EXERCISE TASK 1: In the currency exchange thread, Talent312 says a debit card at an ATM after arrival gives the best deal. Why does he still get some currency before the trip?

DOCUMENT:
☆ ☆ ☆

# currency exchange question



## ati2d (Jan 28, 2009)

We'll be going to Australia soon & we were wondering if we should exchange some money before we go, when we get there, or just use our debit card (with a Mastercard symbol) while we're there.


----------



## Talent312 (Jan 28, 2009)

Its de ja vu, all over again. I recently addressed a similar issue in another thread ("Good Time to Go to Britain").  Here's a synopsis of what I said there:

You'll get the best deal using a debit card (not a credit card) at an ATM after you arrive.  However, I like to hit the ground running with some currency in my pocket.  Among those who offer home-delivery, Wells Fargo and Oanda have consistently given me the best rates:

Wells Fargo:  https://www.foreignexchangeservices.com/
Oanda FX Delivery: http://www.oanda.com/products/fxdelivery/


----------



## ati2d (Jan 29, 2009)

Thank you. I did a search before posting, but didn't come up with anything relevant for "currency exchange".


----------



## Jimster (Jan 29, 2009)

*money*

If you live in a big city just go to a bank that carries the money on hand.  In Chicago, I can go to the Northern Trust and get the currency at current rates with no commission or charge.

☆ ☆ ☆

SUPPLIED MATERIAL:

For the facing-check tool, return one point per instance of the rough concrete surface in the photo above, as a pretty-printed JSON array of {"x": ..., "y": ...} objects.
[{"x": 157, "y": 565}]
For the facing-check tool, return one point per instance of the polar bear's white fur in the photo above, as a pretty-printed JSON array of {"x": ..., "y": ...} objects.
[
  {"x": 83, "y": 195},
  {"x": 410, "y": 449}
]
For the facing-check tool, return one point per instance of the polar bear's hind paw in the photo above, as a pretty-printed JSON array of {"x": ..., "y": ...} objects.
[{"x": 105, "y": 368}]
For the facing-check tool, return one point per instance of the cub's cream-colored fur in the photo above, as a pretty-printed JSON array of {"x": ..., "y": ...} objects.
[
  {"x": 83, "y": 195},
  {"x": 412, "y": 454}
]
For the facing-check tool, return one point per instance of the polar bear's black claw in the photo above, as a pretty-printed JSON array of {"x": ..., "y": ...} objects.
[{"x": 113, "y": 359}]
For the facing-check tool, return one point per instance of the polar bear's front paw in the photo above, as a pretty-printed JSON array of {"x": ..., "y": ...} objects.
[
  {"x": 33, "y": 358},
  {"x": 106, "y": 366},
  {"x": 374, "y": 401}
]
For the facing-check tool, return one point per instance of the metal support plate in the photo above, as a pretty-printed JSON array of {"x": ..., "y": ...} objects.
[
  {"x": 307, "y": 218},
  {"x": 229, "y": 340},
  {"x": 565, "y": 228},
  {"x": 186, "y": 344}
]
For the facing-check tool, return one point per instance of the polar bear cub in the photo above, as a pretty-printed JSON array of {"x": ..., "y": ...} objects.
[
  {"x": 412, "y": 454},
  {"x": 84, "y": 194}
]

☆ ☆ ☆

EXERCISE TASK 2: Can you repeat the stretch of the records from the line containing "of the cub's" through the end of the records?

EXERCISE ANSWER 1: He likes to hit the ground running with some currency in his pocket.

EXERCISE ANSWER 2:
For the facing-check tool, return one point per instance of the cub's cream-colored fur in the photo above, as a pretty-printed JSON array of {"x": ..., "y": ...} objects.
[
  {"x": 83, "y": 195},
  {"x": 412, "y": 454}
]
For the facing-check tool, return one point per instance of the polar bear's black claw in the photo above, as a pretty-printed JSON array of {"x": ..., "y": ...} objects.
[{"x": 113, "y": 359}]
For the facing-check tool, return one point per instance of the polar bear's front paw in the photo above, as a pretty-printed JSON array of {"x": ..., "y": ...} objects.
[
  {"x": 33, "y": 358},
  {"x": 106, "y": 366},
  {"x": 374, "y": 401}
]
For the facing-check tool, return one point per instance of the metal support plate in the photo above, as a pretty-printed JSON array of {"x": ..., "y": ...} objects.
[
  {"x": 307, "y": 218},
  {"x": 229, "y": 340},
  {"x": 565, "y": 228},
  {"x": 186, "y": 344}
]
For the facing-check tool, return one point per instance of the polar bear cub in the photo above, as a pretty-printed JSON array of {"x": ..., "y": ...} objects.
[
  {"x": 412, "y": 454},
  {"x": 84, "y": 194}
]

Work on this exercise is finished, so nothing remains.